TEXT SEGMENT
○ ○ ○ ○ ○
[LLVMdev] lifetime.start/end clarification

Philip Reames listmail at philipreames.com
Wed Nov 5 10:01:25 PST 2014 

On 11/05/2014 08:47 AM, Arnaud A. de Grandmaison wrote:
>
> Here are some comments.
>
> It seems to me there are 2 (mostly separate) aspects:
>
> 1. Teaching clang how to do domination / post-domination analysis, so 
> that the lifetime information (alloca/dealloca, or lifetime markers) 
> can be set in the right locations in the IR. Such an analysis should 
> be able to understand the language scopes, as well as labels / gotos 
> and EH. The results of this analysis would be used at IR codegen.
>
> Caveat: I have no expertise in this area of Clang, so take everything 
> with a grain of salt and please feel free to correct me.
>
> Where should this analysis be run ? Presumably at the beginning of 
> each function’s codegen’s time.
>
> This analysis looks a bit special (at least to me), as it will work 
> over the AST, but it also requires a pretty good understanding of 
> LLVM’s IR, which sets it apart from other clang analyses.
>
> Maybe another option (some may call it a poor’s man option) would be 
> to enforce at IR codegen time the dominators / post-dominators on the 
> multiple paths (normal & EH control flows) by inserting basic blocks 
> around each statement which is codegened. Those would be fall-thru 
> most of the time, the llvm optimizers can remove them easily. The 
> obvious drawback is that it will insert lots of small or fall-thru BBs.
>
> 2. How liveranges are represented in LLVM’s IR.
>
> I like the idea of pairing alloca / dealloca (and removing the 
> lifetime markers, at least for stack coloring) and I think it could 
> even ease / improve some analysis.
>
> Currently, allocas have to be located in the entry BB in order to get 
> a chance to be promoted to registers by the Mem2Reg pass. Allocas in 
> other BBs are considered to be dynamic. I have no idea how difficult 
> it would be to teach Mem2Reg to consider alloca/dealloca in other 
> basic blocks.
>
> With the alloca / dealloca solution, in order to do stack colouring, 
> the alloca must _/not/_ be in the entry block, because all allocas 
> defined there are alive at the same time and cannot be merged. All 
> LLVM passes would need to be teached that those alloca / dealloca 
> pairs correspond to stack slots --- as the alloca in the entry. The 
> pairing would also have to be preserved across transformations (same 
> as lifetime.start/end).
○ ○ ○ ○ ○
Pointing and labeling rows
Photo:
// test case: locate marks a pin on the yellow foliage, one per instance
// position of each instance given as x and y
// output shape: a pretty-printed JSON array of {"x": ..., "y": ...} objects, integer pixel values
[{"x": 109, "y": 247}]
○ ○ ○ ○ ○
TASK SET
1 > Reproduce the pointing and labeling rows above verbatim, line for line.
2 > Write the next part of the mailing-list post on lifetime.start/end markers, starting after its last sentence.

WRITTEN ANSWERS
1 >
Photo:
// test case: locate marks a pin on the yellow foliage, one per instance
// position of each instance given as x and y
// output shape: a pretty-printed JSON array of {"x": ..., "y": ...} objects, integer pixel values
[{"x": 109, "y": 247}]

2 >
>
Would one of you mind taking a step back and explaining what you believe 
the "stack colouring problem" to be?  I'm familiar with the general 
meaning of the term and even some of LLVM's implementation; I'm just not 
sure what specific issue you're referring to.   Having the context would 
make it much easier to assess your proposals.
>
> Cheers,
>
> Arnaud
>
> *From:*Reid Kleckner [mailto:rnk at google.com]
> *Sent:* 04 November 2014 19:35
> *To:* Arnaud De Grandmaison; Nick Lewycky; Rafael Ávila de Espíndola
> *Cc:* LLVM Developers Mailing List
> *Subject:* Re: [LLVMdev] lifetime.start/end clarification
>
> Short version: I think Clang needs some analysis capabilities to widen 
> the lifetime.
>
> ---
>
> I think we need a new approach. These intrinsics were designed to be 
> general between heap and stack, and we don't need that extra 
> generality for the simple problem of stack coloring that we're trying 
> to solve here. See for example the size parameter, which I bet stack 
> coloring doesn't need. If we have a bitcast alloca, we already know 
> the size.
>
> Rafael had an idea at the dev meeting that maybe the IR needs a stack 
> deallocation instruction to pair with alloca. Then we could teach LLVM 
> to consider allocas that are post-dominated by a deallocation 
> instruction to be static, and fold them into the entry block. He 
> pointed out that the Swift IL actually has such a construct.
>
> It would be the responsibility of the frontend to ensure that each 
> alloca is post-dominated by its "dealloca", so in this example with 
> labels, we'd just have to hoist the allocation to the nearest 
> dominating block, or just give up and go to the function entry block. 
> Similarly the deallocation has to be moved to post-dominate the 
> allocation, to handle cases like:
>
> void foo(int x) {
>
>   if (x > 10) {
>
>     // alloca y
>
>     goto lbl;
>
>     while (x) {
>
>       int y;
>
> lbl:
>
>       y = bar();
>
>       x -= y;
>     }
>
>     // dealloca y
>
>   }
>
> }
>
> This representation would support more aggressive stack coloring. 
> Furthermore, it supports a much more efficient lowering for inalloca, 
> which is why I'm somewhat interested in it.
>
> If we don't want to do this, we can do something less drastic and 
> either add new intrinsics or modify the current ones with the same 
> rules proposed above. We'd have the alloca in the entry block, the 
> lifetime start at the first block that dominates all uses, and the 
> deallocation at the first block that post-dominates all that stuff.
>
> One other thing to think about is EH. We can often get into a 
> situation where uses of y are statically reachable from cleanup code 
> while being dynamically unreachable. This can happen when cleanups are 
> not simply ordered in a stack-like manner. I think if we can teach 
> clang to do this kind of domination analysis, then we can probably 
> detect this case and give up on it by allocating in the entry block.
>
> On Tue, Nov 4, 2014 at 3:59 AM, Arnaud A. de Grandmaison 
> <arnaud.degrandmaison at arm.com <mailto:arnaud.degrandmaison at arm.com>> 
> wrote:
>
> The LRM 
> (http://llvm.org/docs/LangRef.html#llvm-lifetime-start-intrinsic) 
> essentially  states that:
>
> - ptr is dead before a call to “lifetime.start size, ptr”
>
> - ptr is dead after a call to “lifetime.end size, ptr”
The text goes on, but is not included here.